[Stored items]
################
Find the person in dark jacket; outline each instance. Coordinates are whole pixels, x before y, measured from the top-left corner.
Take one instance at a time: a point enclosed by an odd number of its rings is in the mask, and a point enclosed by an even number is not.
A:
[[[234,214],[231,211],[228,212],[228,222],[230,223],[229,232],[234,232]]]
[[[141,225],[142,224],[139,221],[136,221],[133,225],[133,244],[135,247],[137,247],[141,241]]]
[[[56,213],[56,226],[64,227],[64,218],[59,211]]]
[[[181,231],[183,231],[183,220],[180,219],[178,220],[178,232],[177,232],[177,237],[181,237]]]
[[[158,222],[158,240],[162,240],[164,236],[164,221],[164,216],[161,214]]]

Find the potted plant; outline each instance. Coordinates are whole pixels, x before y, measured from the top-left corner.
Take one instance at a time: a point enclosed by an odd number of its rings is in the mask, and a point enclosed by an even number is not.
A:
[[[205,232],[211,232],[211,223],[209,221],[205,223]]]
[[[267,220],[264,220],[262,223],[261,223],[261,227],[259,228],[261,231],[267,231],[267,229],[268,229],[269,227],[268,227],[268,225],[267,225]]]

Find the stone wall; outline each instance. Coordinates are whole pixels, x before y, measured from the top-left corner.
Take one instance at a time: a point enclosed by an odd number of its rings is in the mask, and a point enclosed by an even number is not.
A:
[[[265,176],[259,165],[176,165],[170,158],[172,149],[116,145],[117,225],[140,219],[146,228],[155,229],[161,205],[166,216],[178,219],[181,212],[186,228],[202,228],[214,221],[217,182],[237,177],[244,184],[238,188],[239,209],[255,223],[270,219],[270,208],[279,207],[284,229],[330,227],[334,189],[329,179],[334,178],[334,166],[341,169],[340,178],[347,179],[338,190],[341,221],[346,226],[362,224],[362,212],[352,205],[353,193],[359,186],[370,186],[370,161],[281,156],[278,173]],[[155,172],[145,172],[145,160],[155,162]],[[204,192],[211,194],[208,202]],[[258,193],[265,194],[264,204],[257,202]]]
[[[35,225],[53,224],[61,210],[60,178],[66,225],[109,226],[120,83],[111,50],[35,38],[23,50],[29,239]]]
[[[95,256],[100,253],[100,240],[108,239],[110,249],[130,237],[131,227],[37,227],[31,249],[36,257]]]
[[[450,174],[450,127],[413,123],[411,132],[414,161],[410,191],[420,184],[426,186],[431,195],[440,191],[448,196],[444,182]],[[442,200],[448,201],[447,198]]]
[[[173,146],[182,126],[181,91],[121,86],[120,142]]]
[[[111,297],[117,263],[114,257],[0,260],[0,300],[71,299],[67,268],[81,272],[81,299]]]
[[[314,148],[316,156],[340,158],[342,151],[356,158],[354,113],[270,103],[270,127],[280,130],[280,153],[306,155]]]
################
REQUIREMENT
Every record shown above should be written out again exactly.

COMPLETED TASK
Find the person in dark jacket; outline each instance. Coordinates are whole pixels, x before y, measured from the top-left corner.
Take one instance at a time: a point enclosed by an odd number of its rings is in the mask, and a point enclosed by an even number is not.
A:
[[[234,214],[231,211],[228,212],[228,222],[230,223],[229,232],[234,232]]]
[[[141,225],[142,224],[139,221],[136,221],[133,225],[133,244],[135,247],[137,247],[141,241]]]
[[[56,213],[56,226],[64,227],[64,218],[59,211]]]
[[[181,231],[183,231],[183,220],[180,219],[178,220],[178,232],[177,232],[177,237],[181,237]]]
[[[158,222],[158,240],[162,240],[164,236],[164,221],[164,216],[161,214]]]

Find the potted plant; outline each instance. Coordinates are whole pixels, x before y, measured from the top-left corner.
Take one instance at a time: a point enclosed by an odd number of its rings is in the mask, and a point enclosed by an even number is not.
A:
[[[205,232],[211,232],[211,223],[209,221],[205,223]]]
[[[267,220],[264,220],[262,223],[261,223],[261,227],[259,228],[261,231],[267,231],[267,229],[268,229],[269,227],[268,227],[268,225],[267,225]]]

Find the stone wall; outline each instance. Coordinates are whole pixels, x before y, measured from the top-left corner.
Take one instance at a time: a point enclosed by an odd number of its rings is in the mask, and a point enclosed by an even number is not.
A:
[[[265,176],[259,165],[176,165],[170,158],[172,149],[116,145],[117,225],[140,219],[146,228],[155,229],[161,205],[166,216],[178,219],[181,212],[186,228],[202,228],[214,221],[217,182],[237,177],[244,184],[238,188],[239,209],[255,223],[270,219],[270,208],[279,207],[284,229],[330,227],[334,189],[329,179],[334,178],[334,166],[341,169],[340,178],[347,179],[338,190],[341,221],[346,226],[362,224],[362,212],[352,205],[353,193],[359,186],[370,186],[370,161],[281,156],[278,173]],[[155,172],[145,172],[145,160],[155,162]],[[204,192],[211,194],[208,202]],[[258,193],[265,194],[264,204],[257,202]]]
[[[35,225],[53,224],[61,210],[60,178],[66,225],[109,226],[120,83],[111,50],[35,38],[23,50],[29,239]]]
[[[95,256],[100,253],[100,240],[108,239],[110,249],[130,237],[131,227],[37,227],[31,249],[36,257]]]
[[[450,174],[450,127],[413,123],[411,132],[414,161],[410,191],[420,184],[426,186],[431,195],[440,191],[448,196],[444,182]],[[442,200],[448,201],[447,198]]]
[[[173,146],[182,126],[181,91],[121,86],[120,142]]]
[[[111,297],[117,263],[114,257],[0,260],[0,300],[71,299],[67,268],[81,272],[81,299]]]
[[[314,148],[316,156],[340,158],[342,151],[356,158],[354,113],[270,103],[270,127],[280,130],[280,153],[306,155]]]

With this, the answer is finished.